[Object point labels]
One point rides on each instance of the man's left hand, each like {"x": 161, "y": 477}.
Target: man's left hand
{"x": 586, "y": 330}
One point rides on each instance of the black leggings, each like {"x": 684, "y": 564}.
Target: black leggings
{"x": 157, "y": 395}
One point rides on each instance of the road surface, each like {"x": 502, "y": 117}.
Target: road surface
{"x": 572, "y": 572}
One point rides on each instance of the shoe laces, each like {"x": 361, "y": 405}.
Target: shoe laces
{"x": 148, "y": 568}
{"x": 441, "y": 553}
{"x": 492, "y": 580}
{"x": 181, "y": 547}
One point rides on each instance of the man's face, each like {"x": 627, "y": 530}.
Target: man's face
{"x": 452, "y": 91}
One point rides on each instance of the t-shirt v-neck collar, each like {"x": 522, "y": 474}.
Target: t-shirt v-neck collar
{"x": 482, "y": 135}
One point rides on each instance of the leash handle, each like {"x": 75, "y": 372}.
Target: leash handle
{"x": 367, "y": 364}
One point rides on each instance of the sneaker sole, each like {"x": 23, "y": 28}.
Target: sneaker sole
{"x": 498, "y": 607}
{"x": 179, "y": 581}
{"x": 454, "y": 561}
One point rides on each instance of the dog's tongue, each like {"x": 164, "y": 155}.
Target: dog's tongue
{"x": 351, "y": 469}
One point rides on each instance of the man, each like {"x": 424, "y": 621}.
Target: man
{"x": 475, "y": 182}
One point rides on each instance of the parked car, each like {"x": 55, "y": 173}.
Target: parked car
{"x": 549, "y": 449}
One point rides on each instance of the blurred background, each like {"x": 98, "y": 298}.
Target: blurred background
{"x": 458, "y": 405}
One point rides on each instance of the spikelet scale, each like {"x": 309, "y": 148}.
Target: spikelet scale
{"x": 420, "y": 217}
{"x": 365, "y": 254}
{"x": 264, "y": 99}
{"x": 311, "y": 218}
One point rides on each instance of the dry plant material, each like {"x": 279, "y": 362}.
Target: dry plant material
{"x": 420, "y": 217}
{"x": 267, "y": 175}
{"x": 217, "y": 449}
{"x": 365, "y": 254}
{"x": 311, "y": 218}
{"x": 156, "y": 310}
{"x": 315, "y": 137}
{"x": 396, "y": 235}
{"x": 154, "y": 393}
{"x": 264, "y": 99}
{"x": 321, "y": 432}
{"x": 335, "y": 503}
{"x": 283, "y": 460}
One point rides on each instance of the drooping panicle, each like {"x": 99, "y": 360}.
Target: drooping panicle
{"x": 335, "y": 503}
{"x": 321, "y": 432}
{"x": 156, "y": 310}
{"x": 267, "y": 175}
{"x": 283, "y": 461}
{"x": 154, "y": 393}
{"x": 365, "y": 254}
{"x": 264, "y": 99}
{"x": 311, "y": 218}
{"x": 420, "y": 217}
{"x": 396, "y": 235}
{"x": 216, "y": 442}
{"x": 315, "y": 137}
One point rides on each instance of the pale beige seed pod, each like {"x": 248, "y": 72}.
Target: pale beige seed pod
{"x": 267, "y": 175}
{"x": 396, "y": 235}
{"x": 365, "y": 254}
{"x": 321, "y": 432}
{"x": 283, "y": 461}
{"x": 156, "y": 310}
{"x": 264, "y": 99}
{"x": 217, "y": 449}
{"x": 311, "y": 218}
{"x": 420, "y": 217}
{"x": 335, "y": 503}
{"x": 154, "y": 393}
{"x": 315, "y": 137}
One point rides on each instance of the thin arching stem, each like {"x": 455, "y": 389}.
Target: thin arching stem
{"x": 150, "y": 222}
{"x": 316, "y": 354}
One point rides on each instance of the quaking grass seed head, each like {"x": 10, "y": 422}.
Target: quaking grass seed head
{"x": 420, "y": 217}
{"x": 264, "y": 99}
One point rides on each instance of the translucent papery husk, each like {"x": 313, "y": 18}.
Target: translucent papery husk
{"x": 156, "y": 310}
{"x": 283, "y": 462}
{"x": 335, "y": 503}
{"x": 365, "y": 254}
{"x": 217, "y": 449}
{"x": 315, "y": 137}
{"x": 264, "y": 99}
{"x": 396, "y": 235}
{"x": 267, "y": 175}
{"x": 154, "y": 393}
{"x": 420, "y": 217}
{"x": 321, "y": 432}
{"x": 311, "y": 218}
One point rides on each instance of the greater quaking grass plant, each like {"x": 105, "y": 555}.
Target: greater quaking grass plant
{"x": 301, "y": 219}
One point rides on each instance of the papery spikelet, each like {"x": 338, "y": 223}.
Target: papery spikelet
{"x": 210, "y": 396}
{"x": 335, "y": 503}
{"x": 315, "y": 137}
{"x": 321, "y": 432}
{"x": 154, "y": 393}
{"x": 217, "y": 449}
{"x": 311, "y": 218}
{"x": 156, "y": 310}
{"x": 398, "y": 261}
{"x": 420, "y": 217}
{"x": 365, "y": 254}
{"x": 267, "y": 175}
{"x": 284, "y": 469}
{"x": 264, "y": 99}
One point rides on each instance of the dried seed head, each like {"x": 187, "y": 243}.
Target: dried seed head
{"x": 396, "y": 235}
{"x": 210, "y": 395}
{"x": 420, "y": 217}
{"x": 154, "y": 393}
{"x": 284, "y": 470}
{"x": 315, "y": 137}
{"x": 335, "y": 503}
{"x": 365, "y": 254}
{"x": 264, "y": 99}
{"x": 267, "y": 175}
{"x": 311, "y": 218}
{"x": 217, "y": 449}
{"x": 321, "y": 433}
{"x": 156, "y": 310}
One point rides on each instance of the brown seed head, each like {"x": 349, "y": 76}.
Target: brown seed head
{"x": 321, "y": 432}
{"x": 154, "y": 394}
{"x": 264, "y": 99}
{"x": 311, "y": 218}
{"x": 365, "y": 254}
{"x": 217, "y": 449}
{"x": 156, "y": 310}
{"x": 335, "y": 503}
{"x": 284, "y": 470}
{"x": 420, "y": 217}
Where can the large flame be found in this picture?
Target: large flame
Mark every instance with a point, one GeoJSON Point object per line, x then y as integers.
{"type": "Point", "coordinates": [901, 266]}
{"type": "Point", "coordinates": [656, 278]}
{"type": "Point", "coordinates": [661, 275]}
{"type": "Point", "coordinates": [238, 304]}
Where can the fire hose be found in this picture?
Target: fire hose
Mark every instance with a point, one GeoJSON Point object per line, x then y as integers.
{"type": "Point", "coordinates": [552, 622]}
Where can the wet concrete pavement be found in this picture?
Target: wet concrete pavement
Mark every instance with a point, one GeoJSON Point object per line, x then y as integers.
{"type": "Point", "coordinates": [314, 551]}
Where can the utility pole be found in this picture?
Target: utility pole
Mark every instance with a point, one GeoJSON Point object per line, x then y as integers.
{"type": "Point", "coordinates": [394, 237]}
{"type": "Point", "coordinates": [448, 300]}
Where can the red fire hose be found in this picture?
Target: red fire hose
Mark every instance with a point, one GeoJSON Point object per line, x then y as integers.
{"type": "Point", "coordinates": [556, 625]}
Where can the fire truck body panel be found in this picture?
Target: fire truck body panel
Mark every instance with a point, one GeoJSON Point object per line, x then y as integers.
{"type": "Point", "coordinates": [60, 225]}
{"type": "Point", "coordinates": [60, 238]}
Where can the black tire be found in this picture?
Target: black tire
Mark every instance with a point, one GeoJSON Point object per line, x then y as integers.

Problem to work on:
Please reproduce the listing above word for word, keeping every line in its original order.

Written answer:
One point rides on each instance of the man's left hand, each like {"x": 161, "y": 477}.
Target: man's left hand
{"x": 586, "y": 330}
One point rides on each instance of the black leggings, each like {"x": 684, "y": 564}.
Target: black leggings
{"x": 157, "y": 395}
One point rides on each instance of the road surface, each like {"x": 502, "y": 117}.
Target: road surface
{"x": 572, "y": 572}
One point rides on each instance of the shoe laces, each like {"x": 361, "y": 405}.
Target: shoe laces
{"x": 148, "y": 568}
{"x": 441, "y": 553}
{"x": 492, "y": 580}
{"x": 181, "y": 547}
One point rides on each instance of the man's face, each like {"x": 627, "y": 530}.
Target: man's face
{"x": 452, "y": 91}
One point rides on each instance of the t-shirt v-neck collar, each like {"x": 522, "y": 474}.
Target: t-shirt v-neck collar
{"x": 482, "y": 135}
One point rides on each instance of the leash handle, each like {"x": 75, "y": 372}.
Target: leash handle
{"x": 367, "y": 364}
One point rides on each instance of the sneaker sole, each like {"x": 23, "y": 28}.
Target: sneaker sole
{"x": 498, "y": 607}
{"x": 179, "y": 581}
{"x": 454, "y": 561}
One point rides on each instance of the dog's tongue, each like {"x": 164, "y": 155}.
Target: dog's tongue
{"x": 351, "y": 469}
One point rides on each instance of the man, each like {"x": 424, "y": 621}.
Target: man
{"x": 475, "y": 182}
One point rides on each instance of the parked car, each like {"x": 55, "y": 173}.
Target: parked car
{"x": 549, "y": 449}
One point rides on each instance of the blurred background, each like {"x": 98, "y": 298}.
Target: blurred background
{"x": 458, "y": 405}
One point rides on each instance of the spikelet scale, each like {"x": 309, "y": 148}.
Target: spikelet scale
{"x": 420, "y": 217}
{"x": 365, "y": 254}
{"x": 264, "y": 99}
{"x": 311, "y": 218}
One point rides on each instance of the dry plant material, each like {"x": 279, "y": 362}.
Target: dry plant material
{"x": 420, "y": 217}
{"x": 267, "y": 175}
{"x": 217, "y": 449}
{"x": 365, "y": 254}
{"x": 311, "y": 218}
{"x": 156, "y": 310}
{"x": 315, "y": 137}
{"x": 396, "y": 235}
{"x": 154, "y": 393}
{"x": 264, "y": 99}
{"x": 321, "y": 432}
{"x": 335, "y": 503}
{"x": 283, "y": 460}
One point rides on each instance of the drooping panicle, each like {"x": 99, "y": 360}.
Target: drooping panicle
{"x": 335, "y": 503}
{"x": 321, "y": 432}
{"x": 156, "y": 310}
{"x": 267, "y": 175}
{"x": 283, "y": 461}
{"x": 154, "y": 393}
{"x": 365, "y": 254}
{"x": 264, "y": 99}
{"x": 311, "y": 218}
{"x": 420, "y": 217}
{"x": 396, "y": 235}
{"x": 216, "y": 442}
{"x": 315, "y": 137}
One point rides on each instance of the pale beige seed pod, each like {"x": 248, "y": 72}.
Target: pale beige seed pod
{"x": 267, "y": 175}
{"x": 396, "y": 235}
{"x": 365, "y": 254}
{"x": 321, "y": 432}
{"x": 283, "y": 461}
{"x": 156, "y": 310}
{"x": 264, "y": 99}
{"x": 217, "y": 449}
{"x": 311, "y": 218}
{"x": 420, "y": 217}
{"x": 335, "y": 503}
{"x": 154, "y": 393}
{"x": 315, "y": 137}
One point rides on each instance of the thin arching stem, each like {"x": 455, "y": 389}.
Target: thin arching stem
{"x": 150, "y": 222}
{"x": 316, "y": 354}
One point rides on each instance of the quaking grass seed head, each like {"x": 10, "y": 422}.
Target: quaking grass seed head
{"x": 420, "y": 217}
{"x": 264, "y": 99}
One point rides on each instance of the translucent papery husk, each like {"x": 313, "y": 18}.
Target: translucent papery husk
{"x": 156, "y": 310}
{"x": 283, "y": 462}
{"x": 335, "y": 503}
{"x": 365, "y": 254}
{"x": 217, "y": 449}
{"x": 315, "y": 137}
{"x": 264, "y": 99}
{"x": 396, "y": 235}
{"x": 267, "y": 175}
{"x": 154, "y": 393}
{"x": 420, "y": 217}
{"x": 321, "y": 432}
{"x": 311, "y": 218}
One point rides on each instance of the greater quaking grass plant, each like {"x": 105, "y": 555}.
Target: greater quaking grass plant
{"x": 301, "y": 219}
One point rides on each instance of the papery spikelet, each like {"x": 338, "y": 223}.
Target: papery spikelet
{"x": 210, "y": 396}
{"x": 335, "y": 503}
{"x": 315, "y": 137}
{"x": 321, "y": 432}
{"x": 154, "y": 393}
{"x": 217, "y": 449}
{"x": 311, "y": 218}
{"x": 156, "y": 310}
{"x": 398, "y": 261}
{"x": 420, "y": 217}
{"x": 365, "y": 254}
{"x": 267, "y": 175}
{"x": 284, "y": 469}
{"x": 264, "y": 99}
One point rides on each instance of the dried seed head, each like {"x": 187, "y": 243}.
Target: dried seed head
{"x": 396, "y": 235}
{"x": 210, "y": 395}
{"x": 420, "y": 217}
{"x": 154, "y": 393}
{"x": 284, "y": 470}
{"x": 315, "y": 137}
{"x": 335, "y": 503}
{"x": 365, "y": 254}
{"x": 264, "y": 99}
{"x": 267, "y": 175}
{"x": 311, "y": 218}
{"x": 217, "y": 449}
{"x": 321, "y": 433}
{"x": 156, "y": 310}
One point rides on each instance of the brown seed head, each like {"x": 349, "y": 76}.
Target: brown seed head
{"x": 321, "y": 432}
{"x": 154, "y": 394}
{"x": 264, "y": 99}
{"x": 311, "y": 218}
{"x": 365, "y": 254}
{"x": 217, "y": 449}
{"x": 156, "y": 310}
{"x": 335, "y": 503}
{"x": 284, "y": 470}
{"x": 420, "y": 217}
Where can the large flame be found in this picture?
Target: large flame
Mark every instance with a point, one GeoJSON Point object per line, x then y as integers.
{"type": "Point", "coordinates": [901, 266]}
{"type": "Point", "coordinates": [656, 278]}
{"type": "Point", "coordinates": [661, 275]}
{"type": "Point", "coordinates": [238, 304]}
Where can the fire hose be found in this picture?
Target: fire hose
Mark every instance with a point, one GeoJSON Point object per line, x then y as integers.
{"type": "Point", "coordinates": [552, 622]}
Where can the wet concrete pavement be found in this picture?
Target: wet concrete pavement
Mark every instance with a point, one GeoJSON Point object per line, x then y as integers.
{"type": "Point", "coordinates": [314, 551]}
Where can the utility pole be found in this picture?
Target: utility pole
Mark every instance with a point, one GeoJSON Point object per line, x then y as integers.
{"type": "Point", "coordinates": [394, 237]}
{"type": "Point", "coordinates": [448, 300]}
Where can the red fire hose be found in this picture?
Target: red fire hose
Mark every instance with a point, one GeoJSON Point object per line, x then y as integers.
{"type": "Point", "coordinates": [556, 625]}
Where can the fire truck body panel be found in this picture?
Target: fire truck body panel
Mark every instance with a point, one GeoJSON Point object per line, x then y as integers.
{"type": "Point", "coordinates": [60, 225]}
{"type": "Point", "coordinates": [60, 238]}
Where can the black tire be found in this picture?
Target: black tire
Mark every instance with a point, one GeoJSON Point object per line, x then y as integers.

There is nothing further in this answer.